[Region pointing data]

--- START ---

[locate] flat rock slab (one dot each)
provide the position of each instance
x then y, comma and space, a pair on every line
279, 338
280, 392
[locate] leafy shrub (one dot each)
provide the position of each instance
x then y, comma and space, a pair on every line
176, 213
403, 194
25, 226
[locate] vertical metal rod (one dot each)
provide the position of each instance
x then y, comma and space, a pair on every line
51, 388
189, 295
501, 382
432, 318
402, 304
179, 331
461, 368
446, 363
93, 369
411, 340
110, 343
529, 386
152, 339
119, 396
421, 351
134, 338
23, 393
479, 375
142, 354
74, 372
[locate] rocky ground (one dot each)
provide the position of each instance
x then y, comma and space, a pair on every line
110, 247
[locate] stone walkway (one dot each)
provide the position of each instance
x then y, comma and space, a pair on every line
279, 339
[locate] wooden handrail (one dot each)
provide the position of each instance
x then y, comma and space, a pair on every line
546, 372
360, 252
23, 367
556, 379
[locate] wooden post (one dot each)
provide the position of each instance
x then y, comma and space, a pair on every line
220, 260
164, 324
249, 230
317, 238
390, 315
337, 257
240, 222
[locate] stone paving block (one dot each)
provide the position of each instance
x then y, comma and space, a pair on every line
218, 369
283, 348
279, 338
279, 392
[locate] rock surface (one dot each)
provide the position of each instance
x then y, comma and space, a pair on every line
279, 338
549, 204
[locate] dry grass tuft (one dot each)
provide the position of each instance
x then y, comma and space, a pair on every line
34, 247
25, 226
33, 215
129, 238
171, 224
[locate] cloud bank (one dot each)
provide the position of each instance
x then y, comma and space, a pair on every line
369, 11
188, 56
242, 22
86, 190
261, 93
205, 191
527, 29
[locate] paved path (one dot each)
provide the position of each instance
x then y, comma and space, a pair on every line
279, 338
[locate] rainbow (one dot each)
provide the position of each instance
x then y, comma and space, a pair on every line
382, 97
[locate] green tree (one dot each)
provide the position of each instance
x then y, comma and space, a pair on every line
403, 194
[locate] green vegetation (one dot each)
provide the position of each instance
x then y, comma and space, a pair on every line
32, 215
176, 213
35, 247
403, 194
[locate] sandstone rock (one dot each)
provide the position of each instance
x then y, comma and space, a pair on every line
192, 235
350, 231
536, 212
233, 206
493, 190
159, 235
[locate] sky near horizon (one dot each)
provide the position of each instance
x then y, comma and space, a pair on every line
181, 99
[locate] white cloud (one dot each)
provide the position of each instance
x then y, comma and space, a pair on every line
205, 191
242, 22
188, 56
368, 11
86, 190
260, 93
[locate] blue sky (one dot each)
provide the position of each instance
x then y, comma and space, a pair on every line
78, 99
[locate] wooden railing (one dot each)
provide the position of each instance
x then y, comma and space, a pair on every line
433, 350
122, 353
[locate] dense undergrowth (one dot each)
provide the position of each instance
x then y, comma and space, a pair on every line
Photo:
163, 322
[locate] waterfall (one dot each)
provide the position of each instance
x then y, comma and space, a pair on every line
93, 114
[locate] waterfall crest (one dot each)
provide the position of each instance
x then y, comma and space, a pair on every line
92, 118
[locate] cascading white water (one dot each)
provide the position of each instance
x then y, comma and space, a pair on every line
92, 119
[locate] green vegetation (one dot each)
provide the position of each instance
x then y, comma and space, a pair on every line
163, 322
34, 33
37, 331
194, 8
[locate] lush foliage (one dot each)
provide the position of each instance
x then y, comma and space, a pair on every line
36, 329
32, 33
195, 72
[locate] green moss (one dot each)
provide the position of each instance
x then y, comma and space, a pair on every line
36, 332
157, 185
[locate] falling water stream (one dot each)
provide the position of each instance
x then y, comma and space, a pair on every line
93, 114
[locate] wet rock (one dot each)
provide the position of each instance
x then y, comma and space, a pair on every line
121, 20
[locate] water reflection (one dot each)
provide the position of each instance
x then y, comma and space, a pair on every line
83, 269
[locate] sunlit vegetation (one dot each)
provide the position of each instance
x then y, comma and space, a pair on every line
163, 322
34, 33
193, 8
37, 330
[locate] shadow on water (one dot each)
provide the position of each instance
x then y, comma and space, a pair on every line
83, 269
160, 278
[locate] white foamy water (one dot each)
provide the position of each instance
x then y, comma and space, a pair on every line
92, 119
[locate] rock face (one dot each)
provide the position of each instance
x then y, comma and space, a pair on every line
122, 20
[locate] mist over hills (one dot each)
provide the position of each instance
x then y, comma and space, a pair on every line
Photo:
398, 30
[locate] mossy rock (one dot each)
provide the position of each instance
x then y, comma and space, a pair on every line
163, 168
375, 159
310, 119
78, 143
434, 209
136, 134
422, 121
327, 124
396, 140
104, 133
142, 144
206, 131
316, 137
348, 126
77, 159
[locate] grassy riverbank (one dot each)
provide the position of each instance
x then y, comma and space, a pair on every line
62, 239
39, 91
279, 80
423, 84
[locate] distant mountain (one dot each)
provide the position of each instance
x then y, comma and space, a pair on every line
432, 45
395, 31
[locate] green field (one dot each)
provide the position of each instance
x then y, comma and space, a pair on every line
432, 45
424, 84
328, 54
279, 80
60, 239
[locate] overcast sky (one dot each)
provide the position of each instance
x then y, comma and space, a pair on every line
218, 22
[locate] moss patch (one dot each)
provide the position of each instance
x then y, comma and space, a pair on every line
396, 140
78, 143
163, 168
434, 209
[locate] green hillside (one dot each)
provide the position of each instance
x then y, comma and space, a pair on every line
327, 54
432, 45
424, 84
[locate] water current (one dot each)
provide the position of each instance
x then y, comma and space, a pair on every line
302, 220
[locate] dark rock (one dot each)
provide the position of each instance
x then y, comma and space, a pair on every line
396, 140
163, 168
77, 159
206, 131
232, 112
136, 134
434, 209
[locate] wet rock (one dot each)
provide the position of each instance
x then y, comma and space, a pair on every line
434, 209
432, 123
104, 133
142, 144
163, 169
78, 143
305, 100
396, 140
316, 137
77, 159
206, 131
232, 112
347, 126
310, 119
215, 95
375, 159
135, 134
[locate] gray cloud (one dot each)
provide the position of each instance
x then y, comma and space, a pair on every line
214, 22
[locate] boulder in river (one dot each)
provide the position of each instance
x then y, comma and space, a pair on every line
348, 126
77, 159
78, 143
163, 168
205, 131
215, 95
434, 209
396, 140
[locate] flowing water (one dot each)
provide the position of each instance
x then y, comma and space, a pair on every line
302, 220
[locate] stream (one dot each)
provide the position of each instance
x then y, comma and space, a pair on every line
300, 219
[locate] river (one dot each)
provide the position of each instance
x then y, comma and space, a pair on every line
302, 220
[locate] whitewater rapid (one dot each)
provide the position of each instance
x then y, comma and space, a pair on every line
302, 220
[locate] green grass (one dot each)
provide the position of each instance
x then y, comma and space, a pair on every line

--- END ---

What you should do ::
Look above for the line containing "[locate] flowing water (one dot each)". From there to the final line of the entries, repeat every line exactly.

Result below ::
[locate] flowing water (one dot each)
provide the position of each instance
x then y, comma and space, a pair on every line
302, 220
[locate] stream (one dot each)
provide the position of each instance
x then y, comma and space, a pair on every line
300, 219
[locate] river (one dot each)
provide the position of each instance
x then y, comma and space, a pair on every line
302, 220
[locate] whitewater rapid (one dot each)
provide the position of each instance
x then y, comma and space, a pair on every line
302, 220
[locate] green grass (one dot each)
provide the position of each instance
x then y, comma and space, a pair on every line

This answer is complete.